**Task goal**
Could you filter the material and copy every line where the word "light" occurs?

**Given data**
======

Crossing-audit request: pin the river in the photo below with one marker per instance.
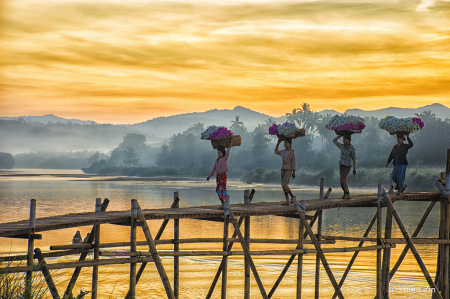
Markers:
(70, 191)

======

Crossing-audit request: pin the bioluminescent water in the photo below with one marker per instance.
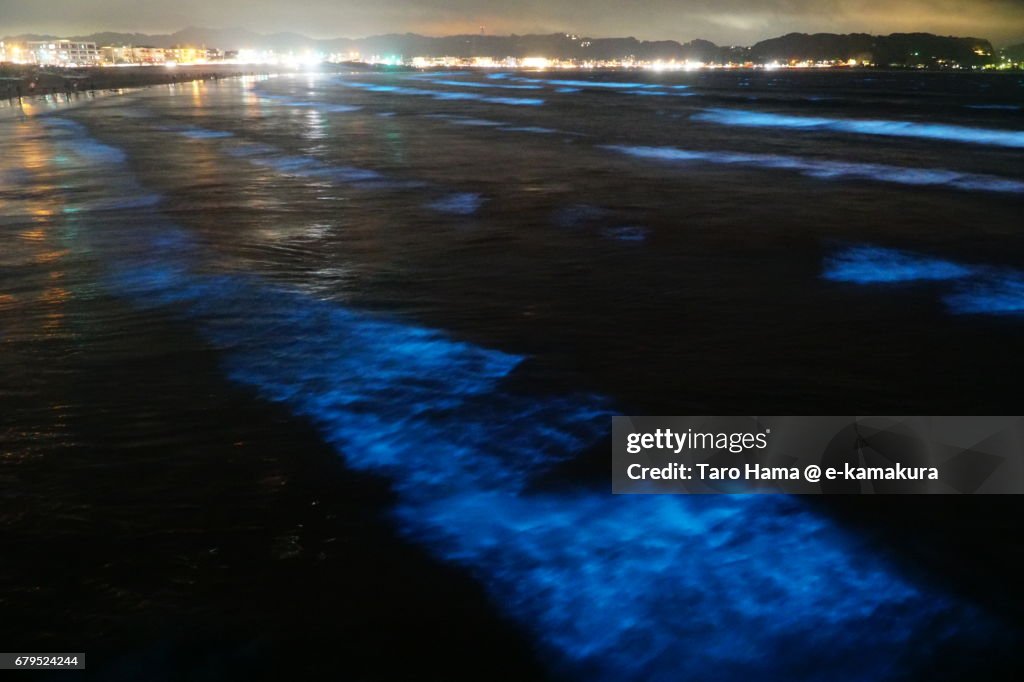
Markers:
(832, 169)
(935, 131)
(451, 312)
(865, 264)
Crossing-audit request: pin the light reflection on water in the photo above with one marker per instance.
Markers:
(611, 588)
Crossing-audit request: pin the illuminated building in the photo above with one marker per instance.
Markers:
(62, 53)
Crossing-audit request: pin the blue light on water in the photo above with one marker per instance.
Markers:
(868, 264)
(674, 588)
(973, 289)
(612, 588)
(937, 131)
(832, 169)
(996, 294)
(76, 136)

======

**Solution for this task**
Crossing-audit request: pin the light reflection on water in the photo above with one marker per instance.
Crossing-audit request: pin the blue light on water in the photo above with one marker per instance.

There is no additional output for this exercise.